=== Task to carry out ===
Every line below must be reproduced exactly. Copy them all.

○ ○ ○

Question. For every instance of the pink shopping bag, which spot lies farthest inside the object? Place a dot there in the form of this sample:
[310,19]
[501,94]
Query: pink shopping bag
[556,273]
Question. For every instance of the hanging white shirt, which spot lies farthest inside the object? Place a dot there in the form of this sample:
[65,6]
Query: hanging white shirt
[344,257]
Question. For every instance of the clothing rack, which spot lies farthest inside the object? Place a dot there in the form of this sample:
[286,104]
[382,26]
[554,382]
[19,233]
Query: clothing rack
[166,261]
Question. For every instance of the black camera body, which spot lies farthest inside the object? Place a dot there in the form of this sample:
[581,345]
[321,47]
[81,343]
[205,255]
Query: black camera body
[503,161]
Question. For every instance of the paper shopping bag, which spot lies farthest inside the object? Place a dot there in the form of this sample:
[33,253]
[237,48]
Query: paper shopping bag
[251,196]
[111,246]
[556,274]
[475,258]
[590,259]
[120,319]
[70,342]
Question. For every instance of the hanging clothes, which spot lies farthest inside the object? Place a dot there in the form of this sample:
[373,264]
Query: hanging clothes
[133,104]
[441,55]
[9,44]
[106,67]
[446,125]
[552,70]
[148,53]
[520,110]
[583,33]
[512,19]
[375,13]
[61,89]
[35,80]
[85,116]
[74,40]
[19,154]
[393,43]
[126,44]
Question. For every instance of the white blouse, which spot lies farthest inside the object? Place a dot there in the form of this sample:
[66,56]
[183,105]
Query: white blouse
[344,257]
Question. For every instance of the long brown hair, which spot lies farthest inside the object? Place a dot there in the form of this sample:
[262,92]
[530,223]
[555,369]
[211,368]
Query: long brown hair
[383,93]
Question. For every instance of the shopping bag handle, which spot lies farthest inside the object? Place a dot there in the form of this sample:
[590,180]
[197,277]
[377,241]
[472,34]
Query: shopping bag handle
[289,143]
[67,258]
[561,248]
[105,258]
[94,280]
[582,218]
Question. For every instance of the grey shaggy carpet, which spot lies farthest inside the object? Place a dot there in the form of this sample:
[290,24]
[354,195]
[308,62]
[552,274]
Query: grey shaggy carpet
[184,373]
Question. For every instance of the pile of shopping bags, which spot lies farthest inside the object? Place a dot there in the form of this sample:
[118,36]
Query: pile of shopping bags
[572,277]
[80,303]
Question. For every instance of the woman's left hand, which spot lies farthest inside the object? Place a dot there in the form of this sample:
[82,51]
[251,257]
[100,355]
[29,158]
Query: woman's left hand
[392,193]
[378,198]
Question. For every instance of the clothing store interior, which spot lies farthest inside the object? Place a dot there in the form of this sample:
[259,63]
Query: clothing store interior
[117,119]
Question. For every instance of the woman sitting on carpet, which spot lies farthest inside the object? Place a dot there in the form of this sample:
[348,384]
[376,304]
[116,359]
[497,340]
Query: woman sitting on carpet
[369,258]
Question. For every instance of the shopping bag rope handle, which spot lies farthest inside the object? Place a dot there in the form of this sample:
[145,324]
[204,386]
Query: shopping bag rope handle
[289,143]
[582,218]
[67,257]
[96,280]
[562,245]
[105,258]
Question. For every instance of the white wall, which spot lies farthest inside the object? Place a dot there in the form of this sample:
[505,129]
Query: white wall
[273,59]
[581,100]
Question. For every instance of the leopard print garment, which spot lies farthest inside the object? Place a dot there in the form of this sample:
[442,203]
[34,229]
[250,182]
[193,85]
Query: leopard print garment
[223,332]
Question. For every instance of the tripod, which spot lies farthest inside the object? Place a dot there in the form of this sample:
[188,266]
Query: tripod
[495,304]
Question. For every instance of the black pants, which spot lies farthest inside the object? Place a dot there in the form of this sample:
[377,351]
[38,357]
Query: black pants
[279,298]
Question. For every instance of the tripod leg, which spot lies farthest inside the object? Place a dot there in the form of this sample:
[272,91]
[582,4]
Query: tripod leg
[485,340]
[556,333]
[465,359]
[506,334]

○ ○ ○

=== Output for this exercise ===
Question. For every instance of the pink shopping bag, which spot lies farthest inside the object? Place a dot there in the form of this sample:
[310,19]
[501,94]
Query: pink shopping bag
[556,273]
Question. For every instance of the hanging white shirt, which spot lies farthest inside the object? Place a dot there in the form of this sample:
[65,6]
Query: hanging white shirt
[344,257]
Question. For every instance of the clothing rack, which spot lies farthest inside the object? Place a dot there in the form of this sample:
[286,104]
[382,26]
[554,382]
[19,233]
Query: clothing rack
[166,261]
Question. For every instance of the black camera body, which spot lies farthest inside the object? Place a dot there in the form of this sample:
[581,345]
[321,47]
[81,343]
[205,255]
Query: black camera body
[503,161]
Question. For every instance of the paper shopping bag, which spot lies farthest inside the object? Place a dot there in the form of this sample:
[33,253]
[237,48]
Query: paper shopping bag
[251,196]
[111,246]
[556,274]
[475,258]
[590,259]
[120,319]
[70,342]
Question. For every instance of the hanging clothes, which spot lies farthest inside the object? Place a dot there in the form of this sample:
[373,264]
Query: hanging clothes
[133,104]
[441,55]
[9,44]
[106,67]
[446,125]
[552,70]
[148,53]
[520,110]
[583,33]
[512,19]
[375,13]
[61,89]
[35,80]
[85,116]
[74,40]
[19,154]
[393,43]
[126,44]
Question. For every instance of the white blouse, which spot lies farthest inside the object? Place a dot there in the form of this sample:
[66,56]
[183,105]
Query: white blouse
[344,257]
Question. For every instance of the long brown hair, which spot lies farthest inside the object? Place a dot there in the form of this sample:
[262,92]
[530,223]
[555,369]
[211,368]
Query: long brown hair
[383,93]
Question. For every instance of the shopping bag handle, which spot lies farthest inside the object? Place a dot there in the form of this sample:
[590,180]
[197,277]
[377,241]
[472,34]
Query: shopping bag handle
[289,143]
[67,258]
[561,248]
[105,258]
[94,280]
[582,218]
Question. For every instance of the grey shaggy carpet, which spot lies farthest inside the object? Place a dot there in the form of this sample:
[290,24]
[354,195]
[308,62]
[552,274]
Query: grey shaggy carpet
[184,373]
Question. For every instance of the pile of shopping bags, which spot lies farthest inside the object? Place a dot there in the form of this sample:
[118,36]
Query: pile of shopping bags
[572,277]
[80,303]
Question. For every instance of the woman's left hand, which spot lies farthest inside the object? Place a dot there in the form of this sample:
[82,51]
[251,257]
[100,355]
[29,158]
Query: woman's left hand
[392,193]
[378,198]
Question. For every instance of the clothing store interior, which spot lies farthest inside the object? Place a dot there in the form of this sample:
[259,63]
Query: clothing store interior
[117,119]
Question. For every instance of the woman sitting on carpet, which spot lies farthest inside the object? Place a dot there in the form of this sample:
[348,384]
[376,304]
[116,359]
[497,340]
Query: woman sitting on carpet
[369,258]
Question. For every instance of the shopping bag rope handle, which spot lies farthest inside the object? Place a dot there in the form of this sample:
[145,324]
[204,386]
Query: shopping bag rope handle
[289,143]
[582,218]
[67,257]
[96,280]
[562,245]
[105,258]
Question. For every instance of the white wall, which spot lies farthest inside the object? Place a dot there in the form of this sample:
[505,129]
Query: white wall
[273,59]
[581,100]
Question. For every instance of the leopard print garment, which spot lies farthest inside the object? Place a dot there in the form of this sample:
[442,203]
[34,229]
[250,182]
[193,85]
Query: leopard print garment
[223,332]
Question. For every instance of the tripod, which spot lies farthest inside the object? Place a dot there in the form of this sample:
[188,266]
Query: tripod
[495,304]
Question. For every instance of the black pants, which spot lies farthest inside the object? Place a dot there in the form of this sample:
[377,351]
[38,357]
Query: black pants
[279,298]
Question. For every instance of the tripod leg, which spot lies farthest inside the object? Place a dot there in the form of this sample:
[272,91]
[582,4]
Query: tripod leg
[485,340]
[556,333]
[465,359]
[506,334]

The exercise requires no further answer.